● **TEXTE CITÉ**:
Ces événemens ne pouvaient point échapper à un homme un peu instruit de la situation de l'Europe, à cette époque, et je m'attendais journellement à voir prendre par les puissances les mesures convenables pour les empêcher de naître.

Ces mesures ne pouvaient se trouver que dans leur union sincère, que dans la réunion de leurs forces et de leurs ressources en tous genres; mais elles étaient encore loin de penser

à établir entr'elles cette harmonie si désirable. Je n'apercevais chez les unes qu'inquiétude et défiance; chez d'autres, qu'incertitude sur le parti qu'elles avaient à prendre; que terreur chez le plus grand nombre; et dans ce trouble général il était difficile de penser qu'elles parvînssent à s'entendre pour pouvoir s'opposer toutes ensemble à l'ennemi commun. Il fallait imaginer une combinaison politique qui en formant de tous les intérêts un seul intérêt, pût réunir toutes les volontés, et qui pût aussi contraindre le dominateur de l'Europe à s'en arranger.

J'avais songé longtems au projet d'organisation que je publie aujourd'hui; mes voeux pour le bonheur public m'ont inspiré l'idée de le rédiger. Peut-être serait-il déjà mis à exécution, si, comme les ministres des puissances qui ont établi le systême de balance, je n'avais eu à consulter que ma propre opinion, sans m'embarrasser de ses conséquences. Il est sans doute fort aisé de procéder en politique, lors qu'on s'est approprié le droit de dire: nous avons pensé, et on doit s'accommoder de ce que nous avons pensé: nous avons jugé convenable, et on doit se soumettre à nos jugemens. C'est mettre les hommes dans la situation d'Anaxa

gore qui, interrogé pour quoi il était né, répondit: pour contempler le soleil et la lune.

Cette façon de procéder peut contraindre les volontés; mais elle n'a pas de pouvoir sur les opinions, et c'est à l'opinion du public que tout faiseur de projets, que tout bâtisseur de systêmes doit s'en rapporter, surtout lorsqu'un systême politique doit faire le bonheur ou le malheur du monde.

● **CONSIGNES**: Poursuivez le texte sur l'union des puissances européennes après sa dernière phrase. Les données constituent un matériau indépendant du texte sur l'union des puissances européennes.

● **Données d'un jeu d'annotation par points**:
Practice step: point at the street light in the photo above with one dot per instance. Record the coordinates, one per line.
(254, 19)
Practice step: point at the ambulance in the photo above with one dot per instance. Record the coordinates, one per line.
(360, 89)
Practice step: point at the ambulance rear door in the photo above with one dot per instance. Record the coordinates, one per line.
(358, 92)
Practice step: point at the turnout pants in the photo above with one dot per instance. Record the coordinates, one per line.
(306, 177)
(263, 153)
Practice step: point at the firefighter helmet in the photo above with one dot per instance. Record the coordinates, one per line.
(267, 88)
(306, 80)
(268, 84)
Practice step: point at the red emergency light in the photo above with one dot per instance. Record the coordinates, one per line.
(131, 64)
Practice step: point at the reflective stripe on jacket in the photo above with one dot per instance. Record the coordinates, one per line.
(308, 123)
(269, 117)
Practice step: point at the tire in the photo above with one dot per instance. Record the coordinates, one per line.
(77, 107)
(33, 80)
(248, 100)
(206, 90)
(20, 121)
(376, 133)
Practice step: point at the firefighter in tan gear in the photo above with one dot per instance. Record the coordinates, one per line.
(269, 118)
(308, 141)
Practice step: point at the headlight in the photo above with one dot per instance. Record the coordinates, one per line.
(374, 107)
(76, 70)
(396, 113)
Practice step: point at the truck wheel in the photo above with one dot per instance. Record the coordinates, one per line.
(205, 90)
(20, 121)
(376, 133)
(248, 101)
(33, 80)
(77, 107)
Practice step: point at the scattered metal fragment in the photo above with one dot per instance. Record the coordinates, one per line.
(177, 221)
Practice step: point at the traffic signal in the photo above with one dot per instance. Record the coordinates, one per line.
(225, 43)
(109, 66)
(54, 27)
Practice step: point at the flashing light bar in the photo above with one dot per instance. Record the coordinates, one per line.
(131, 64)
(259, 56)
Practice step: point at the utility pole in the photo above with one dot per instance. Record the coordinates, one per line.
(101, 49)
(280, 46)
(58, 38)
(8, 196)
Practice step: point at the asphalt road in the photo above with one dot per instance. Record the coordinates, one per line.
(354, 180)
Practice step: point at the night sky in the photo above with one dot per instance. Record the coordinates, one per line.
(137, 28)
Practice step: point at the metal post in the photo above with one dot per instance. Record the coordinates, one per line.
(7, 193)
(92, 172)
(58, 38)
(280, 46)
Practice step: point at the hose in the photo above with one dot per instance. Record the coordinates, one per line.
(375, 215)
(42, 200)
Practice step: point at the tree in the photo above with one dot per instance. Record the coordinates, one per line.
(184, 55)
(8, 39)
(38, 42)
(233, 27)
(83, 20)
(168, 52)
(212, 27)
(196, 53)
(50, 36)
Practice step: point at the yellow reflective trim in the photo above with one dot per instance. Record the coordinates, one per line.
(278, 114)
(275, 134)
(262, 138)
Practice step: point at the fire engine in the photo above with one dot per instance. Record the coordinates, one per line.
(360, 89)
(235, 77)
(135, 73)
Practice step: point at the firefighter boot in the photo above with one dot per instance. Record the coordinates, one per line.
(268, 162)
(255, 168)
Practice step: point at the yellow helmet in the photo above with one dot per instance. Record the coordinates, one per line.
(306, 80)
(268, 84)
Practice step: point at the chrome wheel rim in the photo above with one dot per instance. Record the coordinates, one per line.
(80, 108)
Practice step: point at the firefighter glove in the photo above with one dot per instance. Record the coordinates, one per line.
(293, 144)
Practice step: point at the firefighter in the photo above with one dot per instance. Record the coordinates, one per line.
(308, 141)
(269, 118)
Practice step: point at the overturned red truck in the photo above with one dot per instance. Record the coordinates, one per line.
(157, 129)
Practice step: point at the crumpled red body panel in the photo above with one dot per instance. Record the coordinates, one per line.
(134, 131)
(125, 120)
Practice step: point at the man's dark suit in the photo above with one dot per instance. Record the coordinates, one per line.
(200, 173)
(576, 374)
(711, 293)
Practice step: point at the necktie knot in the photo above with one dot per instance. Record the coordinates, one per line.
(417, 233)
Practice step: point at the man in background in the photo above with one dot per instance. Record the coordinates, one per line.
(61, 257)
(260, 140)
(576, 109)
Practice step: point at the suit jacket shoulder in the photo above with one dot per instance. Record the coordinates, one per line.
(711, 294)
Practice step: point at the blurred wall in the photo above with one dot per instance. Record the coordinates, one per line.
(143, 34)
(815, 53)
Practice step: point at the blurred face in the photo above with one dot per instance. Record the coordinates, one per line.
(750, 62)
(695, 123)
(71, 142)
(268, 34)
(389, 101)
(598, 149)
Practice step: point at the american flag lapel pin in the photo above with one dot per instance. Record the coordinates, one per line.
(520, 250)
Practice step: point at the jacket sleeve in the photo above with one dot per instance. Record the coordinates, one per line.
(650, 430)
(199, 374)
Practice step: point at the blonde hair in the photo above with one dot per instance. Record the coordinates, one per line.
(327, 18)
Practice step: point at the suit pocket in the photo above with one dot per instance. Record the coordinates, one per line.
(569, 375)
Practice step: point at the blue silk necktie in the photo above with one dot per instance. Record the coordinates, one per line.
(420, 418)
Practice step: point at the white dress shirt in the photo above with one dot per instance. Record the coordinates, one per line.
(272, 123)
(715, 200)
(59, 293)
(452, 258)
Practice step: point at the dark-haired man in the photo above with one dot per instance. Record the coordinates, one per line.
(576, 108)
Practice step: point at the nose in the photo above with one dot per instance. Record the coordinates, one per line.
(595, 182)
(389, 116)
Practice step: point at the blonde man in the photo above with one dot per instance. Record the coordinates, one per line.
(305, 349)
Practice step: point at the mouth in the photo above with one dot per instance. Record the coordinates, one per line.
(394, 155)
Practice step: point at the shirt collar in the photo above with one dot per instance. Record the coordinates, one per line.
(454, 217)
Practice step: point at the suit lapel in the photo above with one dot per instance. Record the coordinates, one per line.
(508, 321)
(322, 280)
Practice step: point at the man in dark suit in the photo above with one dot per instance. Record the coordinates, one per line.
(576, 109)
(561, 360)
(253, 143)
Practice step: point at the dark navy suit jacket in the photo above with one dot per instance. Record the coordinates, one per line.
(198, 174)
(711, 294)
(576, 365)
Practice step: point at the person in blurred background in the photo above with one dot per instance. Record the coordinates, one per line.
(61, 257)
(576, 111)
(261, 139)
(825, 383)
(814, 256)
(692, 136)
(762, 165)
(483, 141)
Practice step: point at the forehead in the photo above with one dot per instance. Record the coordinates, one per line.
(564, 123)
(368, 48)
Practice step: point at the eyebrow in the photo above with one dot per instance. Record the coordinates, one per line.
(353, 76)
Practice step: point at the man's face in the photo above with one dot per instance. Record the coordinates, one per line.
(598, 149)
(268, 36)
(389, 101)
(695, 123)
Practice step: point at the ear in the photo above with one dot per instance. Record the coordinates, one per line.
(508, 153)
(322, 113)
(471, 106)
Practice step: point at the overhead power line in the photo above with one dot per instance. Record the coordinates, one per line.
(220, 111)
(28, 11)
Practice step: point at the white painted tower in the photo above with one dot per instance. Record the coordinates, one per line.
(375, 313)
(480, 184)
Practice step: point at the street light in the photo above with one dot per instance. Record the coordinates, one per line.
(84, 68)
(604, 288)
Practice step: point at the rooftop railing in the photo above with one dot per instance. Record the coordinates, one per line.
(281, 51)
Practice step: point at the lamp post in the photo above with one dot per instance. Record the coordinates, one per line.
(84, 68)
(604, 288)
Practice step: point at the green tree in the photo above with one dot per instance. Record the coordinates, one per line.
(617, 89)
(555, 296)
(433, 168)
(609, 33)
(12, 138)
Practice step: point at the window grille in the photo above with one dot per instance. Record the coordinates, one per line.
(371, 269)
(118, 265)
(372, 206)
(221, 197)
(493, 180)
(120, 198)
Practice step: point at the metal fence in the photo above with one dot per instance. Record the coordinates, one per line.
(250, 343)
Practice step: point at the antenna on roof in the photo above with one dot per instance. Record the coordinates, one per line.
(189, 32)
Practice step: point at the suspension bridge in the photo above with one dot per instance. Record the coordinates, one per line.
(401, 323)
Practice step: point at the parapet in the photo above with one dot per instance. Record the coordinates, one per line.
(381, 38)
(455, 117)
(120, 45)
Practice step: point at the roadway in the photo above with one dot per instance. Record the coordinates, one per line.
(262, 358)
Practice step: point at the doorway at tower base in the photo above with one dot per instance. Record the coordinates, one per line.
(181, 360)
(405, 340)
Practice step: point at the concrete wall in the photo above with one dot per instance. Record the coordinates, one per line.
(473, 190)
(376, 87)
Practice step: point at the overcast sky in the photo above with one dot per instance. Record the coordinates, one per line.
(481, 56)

● **RÉPONSE ATTENDUE**:
Si des hommes sont de deux opinions; si la passion, l'ambition, la jalousie et l'égoisme dirigent l'une de ces opinions; si la justice, le désintéressement, la libéralité et le désir de faire jouir toutes les nations du bonheur qui leur est dû, dirigent l'autre; il importe que le public soit instruit des motifs de ces deux opinions et que les voeux se réunissent en faveur de celle dont les vues tendent vers la félicité commune; il importe, dis-je, que le public soit instruit, car il doit souhaiter sa tranquillité et son bonheur; il doit savoir ce qu'on peut faire pour les lui procurer.

Des opinions sont une marchandise que tout homme a le droit d'étaler. Mais par la raison que cette marchandise est offerte au public, tout homme qui y apperçoit des défauts, a le droit de les faire remarquer. Il a aussi le droit

d'émettre ses opinions, d'étaler sa marchandise et de donner ses raisons pour engager le public à lui accorder la préférence.

C'est ce que j'ai fait. J'ai cherché à démontrer que les systêmes de monarchie universelle et de balance politique sont défectueux, et même contraires à l'établissement d'une paix générale et durable; j'ai tâché de démontrer l'efficacité de mon projet d'organisation politique, et dans ce travail je me suis appuyé des sentimens des anciens et des modernes, dont les livres sont remplis de maximes et de principes propres à faire distinguer la sagesse, la justice et la vertu, fanaux que ne devraient jamais perdre, de vue les hommes que le ciel a destinés à gouverner les peuples.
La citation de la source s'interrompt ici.